§ **Extracted text**:
========================================
Change the hyphenation character to char. This character then
works as the \%
escape sequence normally does, and thus no longer
appears in the output.70 Without an
argument, hc
resets the hyphenation character to \%
(the
default). The hyphenation character is associated with the environment
(see Environments).
Set the soft hyphen character, inserted when a word is hyphenated
automatically or at a hyphenation character, to the ordinary or special
character c.71 If the argument is omitted, the soft
hyphen character is set to the default, \[hy]
. If no glyph for
c exists in the font in use at a potential hyphenation point, then
the line is not broken there. Neither character definitions (specified
with the char
and similar requests) nor translations (specified
with the tr
request) are applied to c.
========================================
§ **Information shown**:
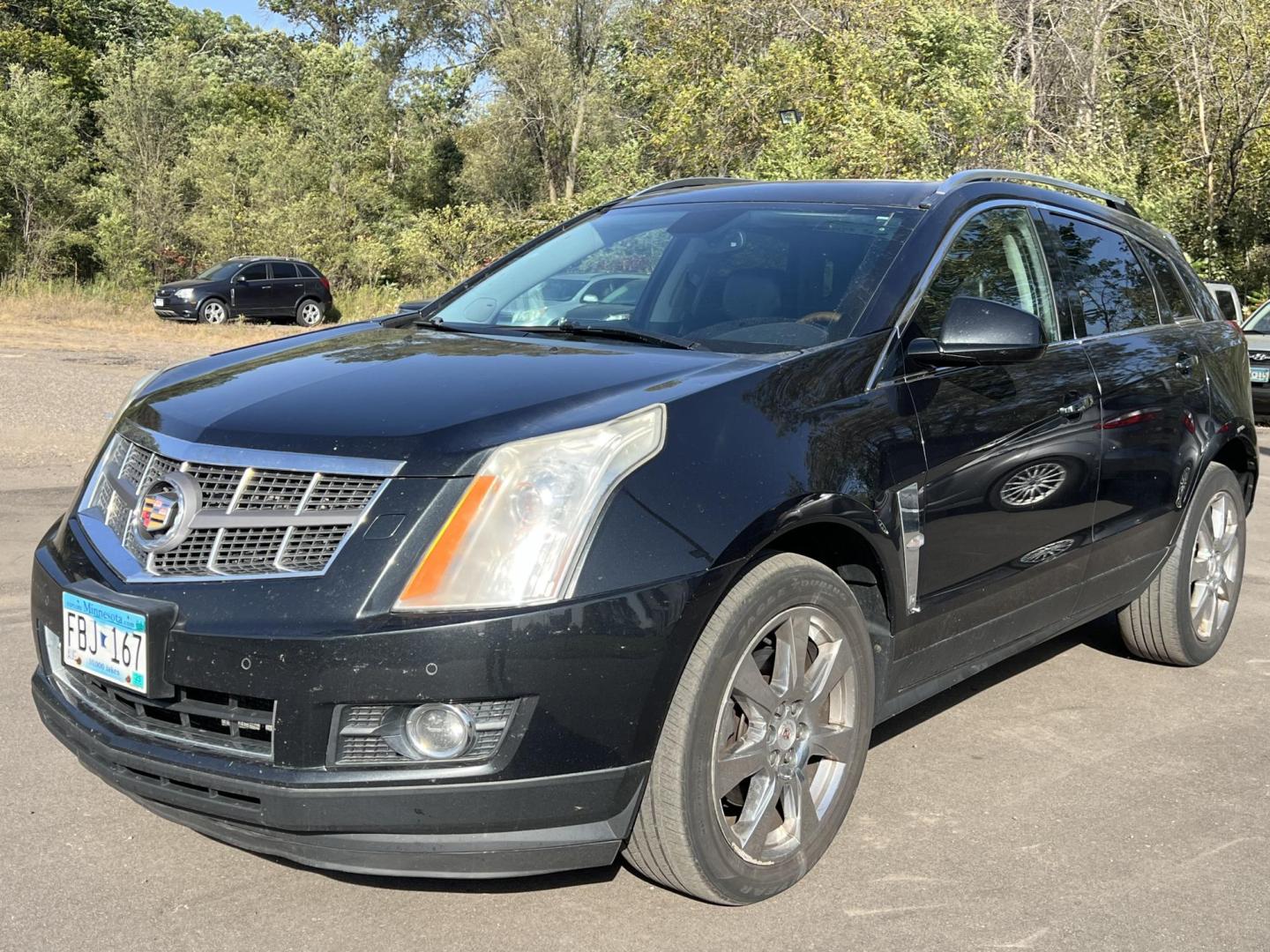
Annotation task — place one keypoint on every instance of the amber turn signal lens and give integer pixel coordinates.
(432, 569)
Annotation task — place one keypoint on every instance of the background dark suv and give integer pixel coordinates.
(248, 287)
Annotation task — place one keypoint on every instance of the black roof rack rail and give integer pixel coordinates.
(687, 183)
(970, 175)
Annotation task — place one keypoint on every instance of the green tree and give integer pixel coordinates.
(42, 170)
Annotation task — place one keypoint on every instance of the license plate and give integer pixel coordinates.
(104, 641)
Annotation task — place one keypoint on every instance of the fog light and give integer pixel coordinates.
(439, 732)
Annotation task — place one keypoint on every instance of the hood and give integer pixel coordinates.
(436, 400)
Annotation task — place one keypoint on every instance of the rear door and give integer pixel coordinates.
(1012, 462)
(288, 287)
(1154, 394)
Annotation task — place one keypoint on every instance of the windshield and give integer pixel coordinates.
(220, 271)
(735, 277)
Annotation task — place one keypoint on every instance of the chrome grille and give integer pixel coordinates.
(253, 521)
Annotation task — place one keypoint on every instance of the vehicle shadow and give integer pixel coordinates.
(1102, 634)
(415, 883)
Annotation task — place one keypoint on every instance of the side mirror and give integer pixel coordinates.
(978, 331)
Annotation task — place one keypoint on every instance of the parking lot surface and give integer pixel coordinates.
(1070, 799)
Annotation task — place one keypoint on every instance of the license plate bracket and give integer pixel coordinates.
(126, 614)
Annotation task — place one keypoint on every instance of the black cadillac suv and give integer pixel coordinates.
(482, 589)
(248, 287)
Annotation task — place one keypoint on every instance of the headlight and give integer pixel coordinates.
(519, 533)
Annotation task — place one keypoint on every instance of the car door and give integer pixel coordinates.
(1154, 398)
(1011, 462)
(250, 290)
(288, 287)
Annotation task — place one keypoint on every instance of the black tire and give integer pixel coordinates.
(1160, 625)
(213, 311)
(678, 837)
(310, 312)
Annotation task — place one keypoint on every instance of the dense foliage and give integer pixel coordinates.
(407, 143)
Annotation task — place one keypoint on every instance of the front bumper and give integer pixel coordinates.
(176, 310)
(510, 828)
(597, 677)
(1261, 400)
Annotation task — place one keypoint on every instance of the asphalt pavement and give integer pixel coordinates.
(1070, 799)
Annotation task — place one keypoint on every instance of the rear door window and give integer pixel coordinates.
(1116, 294)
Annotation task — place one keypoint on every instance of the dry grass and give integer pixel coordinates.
(98, 317)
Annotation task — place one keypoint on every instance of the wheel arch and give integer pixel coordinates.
(845, 547)
(1238, 453)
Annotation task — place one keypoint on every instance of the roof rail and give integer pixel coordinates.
(687, 183)
(970, 175)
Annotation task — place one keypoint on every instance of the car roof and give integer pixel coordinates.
(249, 259)
(866, 192)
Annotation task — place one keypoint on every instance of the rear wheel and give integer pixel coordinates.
(1184, 614)
(309, 314)
(765, 741)
(213, 311)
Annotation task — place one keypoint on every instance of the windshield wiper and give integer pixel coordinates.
(615, 331)
(565, 328)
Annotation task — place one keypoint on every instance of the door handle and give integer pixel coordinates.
(1077, 406)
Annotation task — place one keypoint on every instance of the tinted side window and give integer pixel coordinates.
(996, 257)
(1114, 290)
(1201, 297)
(1175, 305)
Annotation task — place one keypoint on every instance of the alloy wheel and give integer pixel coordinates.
(785, 735)
(1214, 566)
(213, 312)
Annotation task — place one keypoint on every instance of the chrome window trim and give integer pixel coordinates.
(938, 259)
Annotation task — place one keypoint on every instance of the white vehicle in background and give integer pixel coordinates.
(1256, 331)
(551, 300)
(1229, 300)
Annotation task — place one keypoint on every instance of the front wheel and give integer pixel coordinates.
(765, 743)
(213, 311)
(1184, 614)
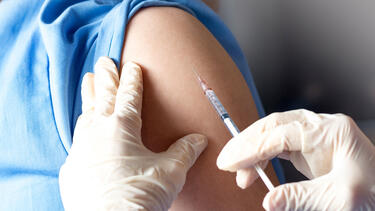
========================================
§ **Written tasks**:
(1) Transcribe the part of the text on hyphenation characters that opens with the words containing "Set the soft" and closes with "applied to c.".
(2) Answer these questions from the text on hyphenation characters:
(a) When hc is given without an argument, what does it reset the hyphenation character to?
(b) What is the default soft hyphen character?
(c) What happens when the font in use has no glyph for c at a potential hyphenation point?
(3) Continue the text on hyphenation characters after its final sentence.

§ **Responses**:
(1)
Set the soft hyphen character, inserted when a word is hyphenated
automatically or at a hyphenation character, to the ordinary or special
character c.71 If the argument is omitted, the soft
hyphen character is set to the default, \[hy]
. If no glyph for
c exists in the font in use at a potential hyphenation point, then
the line is not broken there. Neither character definitions (specified
with the char
and similar requests) nor translations (specified
with the tr
request) are applied to c.

(2)
(a) \%
(b) \[hy]
(c) The line is not broken there.

(3)
Several requests influence automatic hyphenation. Because conventions
vary, a variety of hyphenation modes is available to the hy
request; these determine whether hyphenation will apply to a
word prior to breaking a line at the end of a page (more or less; see
below for details), and at which positions within that word
automatically determined hyphenation points are permissible. The places
within a word that are eligible for hyphenation are determined by
language-specific data and lettercase relationships. Furthermore,
hyphenation of a word might be suppressed due to a limit on
consecutive hyphenated lines (hlm
), a minimum line length
threshold (hym
), or because the line can instead be adjusted with
additional inter-word space (hys
).
Set automatic hyphenation mode to mode, an integer encoding
conditions for hyphenation; if omitted, the configured hyphenation mode
default (see below) is implied. The hyphenation mode is available in
the read-only register ‘.hy’; it is associated with the environment
(see Environments). The hyphenation mode default depends on the
localization file loaded when GNU troff
starts up; see the
hpf
request below. If no localization file is loaded, the
default is ‘1’.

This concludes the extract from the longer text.